◆ **WORK INSTRUCTIONS**
Repeat exactly, and only, the lines from the one containing "Expected: a single pin indicated on each instance of the short" through the end of the records.

-- BEGIN PROVIDED RECORDS --

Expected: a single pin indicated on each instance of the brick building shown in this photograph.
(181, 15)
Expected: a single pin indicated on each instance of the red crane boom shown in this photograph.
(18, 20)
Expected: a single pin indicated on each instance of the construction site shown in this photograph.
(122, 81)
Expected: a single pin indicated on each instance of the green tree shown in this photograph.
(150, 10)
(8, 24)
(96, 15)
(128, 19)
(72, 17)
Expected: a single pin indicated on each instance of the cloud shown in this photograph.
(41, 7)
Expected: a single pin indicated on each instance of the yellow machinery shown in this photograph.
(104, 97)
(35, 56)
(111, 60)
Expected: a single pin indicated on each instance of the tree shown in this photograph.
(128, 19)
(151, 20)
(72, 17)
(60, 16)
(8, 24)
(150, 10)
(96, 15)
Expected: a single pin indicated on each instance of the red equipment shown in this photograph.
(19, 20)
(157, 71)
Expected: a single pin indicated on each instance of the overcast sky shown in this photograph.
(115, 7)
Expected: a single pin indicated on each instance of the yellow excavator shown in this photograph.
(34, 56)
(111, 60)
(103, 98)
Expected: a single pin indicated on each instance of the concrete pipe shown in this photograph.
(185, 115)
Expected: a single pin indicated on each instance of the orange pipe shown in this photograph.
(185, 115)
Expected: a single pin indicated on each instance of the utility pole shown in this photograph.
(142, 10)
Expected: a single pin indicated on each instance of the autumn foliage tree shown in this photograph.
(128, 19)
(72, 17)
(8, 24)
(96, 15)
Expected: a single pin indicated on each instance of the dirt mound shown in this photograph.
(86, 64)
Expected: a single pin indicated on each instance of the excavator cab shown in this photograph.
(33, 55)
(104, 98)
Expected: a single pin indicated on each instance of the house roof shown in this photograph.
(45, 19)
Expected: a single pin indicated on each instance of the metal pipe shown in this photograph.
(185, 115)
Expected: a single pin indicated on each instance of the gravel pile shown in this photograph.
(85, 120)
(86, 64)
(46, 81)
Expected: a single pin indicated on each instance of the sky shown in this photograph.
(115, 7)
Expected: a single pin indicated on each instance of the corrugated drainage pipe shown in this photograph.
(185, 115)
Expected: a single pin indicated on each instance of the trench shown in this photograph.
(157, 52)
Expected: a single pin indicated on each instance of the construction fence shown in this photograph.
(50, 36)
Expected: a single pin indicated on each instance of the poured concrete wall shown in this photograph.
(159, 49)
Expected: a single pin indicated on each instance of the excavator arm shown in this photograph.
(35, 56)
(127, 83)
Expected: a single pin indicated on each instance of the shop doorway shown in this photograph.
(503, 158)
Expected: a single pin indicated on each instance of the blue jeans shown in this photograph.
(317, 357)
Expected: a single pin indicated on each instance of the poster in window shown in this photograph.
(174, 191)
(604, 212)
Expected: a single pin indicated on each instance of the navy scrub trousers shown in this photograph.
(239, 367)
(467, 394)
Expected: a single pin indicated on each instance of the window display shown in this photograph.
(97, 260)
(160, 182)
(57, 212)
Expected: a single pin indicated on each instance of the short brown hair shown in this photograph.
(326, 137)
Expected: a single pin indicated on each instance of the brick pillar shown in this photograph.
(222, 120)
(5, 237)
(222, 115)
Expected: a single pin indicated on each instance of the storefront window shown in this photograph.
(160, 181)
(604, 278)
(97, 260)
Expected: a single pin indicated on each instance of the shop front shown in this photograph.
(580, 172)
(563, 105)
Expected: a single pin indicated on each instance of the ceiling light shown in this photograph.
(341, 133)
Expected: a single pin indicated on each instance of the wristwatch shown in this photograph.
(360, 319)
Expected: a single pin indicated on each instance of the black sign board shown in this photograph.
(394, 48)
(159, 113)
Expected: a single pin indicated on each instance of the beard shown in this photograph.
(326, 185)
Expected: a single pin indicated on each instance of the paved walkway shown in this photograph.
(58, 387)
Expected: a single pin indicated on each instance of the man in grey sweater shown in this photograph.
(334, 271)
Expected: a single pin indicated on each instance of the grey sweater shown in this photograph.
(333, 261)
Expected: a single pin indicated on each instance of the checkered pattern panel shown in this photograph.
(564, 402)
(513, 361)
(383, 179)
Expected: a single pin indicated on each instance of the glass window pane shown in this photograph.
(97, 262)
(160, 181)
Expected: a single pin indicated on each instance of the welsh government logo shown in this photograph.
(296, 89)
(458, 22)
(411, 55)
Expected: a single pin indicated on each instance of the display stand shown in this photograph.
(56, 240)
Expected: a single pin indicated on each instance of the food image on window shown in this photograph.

-- END PROVIDED RECORDS --

◆ **ANSWER TO THE TASK**
Expected: a single pin indicated on each instance of the short brown hair shown in this photograph.
(326, 137)
Expected: a single pin indicated on each instance of the brick pillar shown in this photograph.
(222, 120)
(5, 237)
(222, 115)
Expected: a single pin indicated on each instance of the storefront window shown in this photograph.
(160, 181)
(604, 278)
(97, 260)
Expected: a single pin indicated on each instance of the shop front shown in this photograph.
(580, 172)
(563, 105)
Expected: a single pin indicated on each instance of the ceiling light shown in this photograph.
(341, 133)
Expected: a single pin indicated on each instance of the wristwatch shown in this photograph.
(360, 319)
Expected: a single pin indicated on each instance of the black sign board shown in this photograph.
(394, 48)
(159, 113)
Expected: a single pin indicated on each instance of the beard shown in this photograph.
(326, 185)
Expected: a single pin indicated on each instance of the paved walkway shown in this photograph.
(58, 387)
Expected: a single pin indicated on each instance of the man in grey sweater shown in this photograph.
(334, 271)
Expected: a single pin indicated on each instance of the grey sweater shown in this photograph.
(333, 261)
Expected: a single pin indicated on each instance of the checkered pattern panel shown in this photograph.
(564, 402)
(513, 361)
(383, 179)
Expected: a single pin indicated on each instance of the glass window pane shown in this photograph.
(97, 262)
(160, 181)
Expected: a single pin indicated on each instance of the welsh government logo shown in this photograph.
(296, 89)
(458, 22)
(411, 55)
Expected: a single pin indicated on each instance of the display stand shown in this photograph.
(56, 240)
Expected: a single pin indicated on each instance of the food image on window shown in this photograph.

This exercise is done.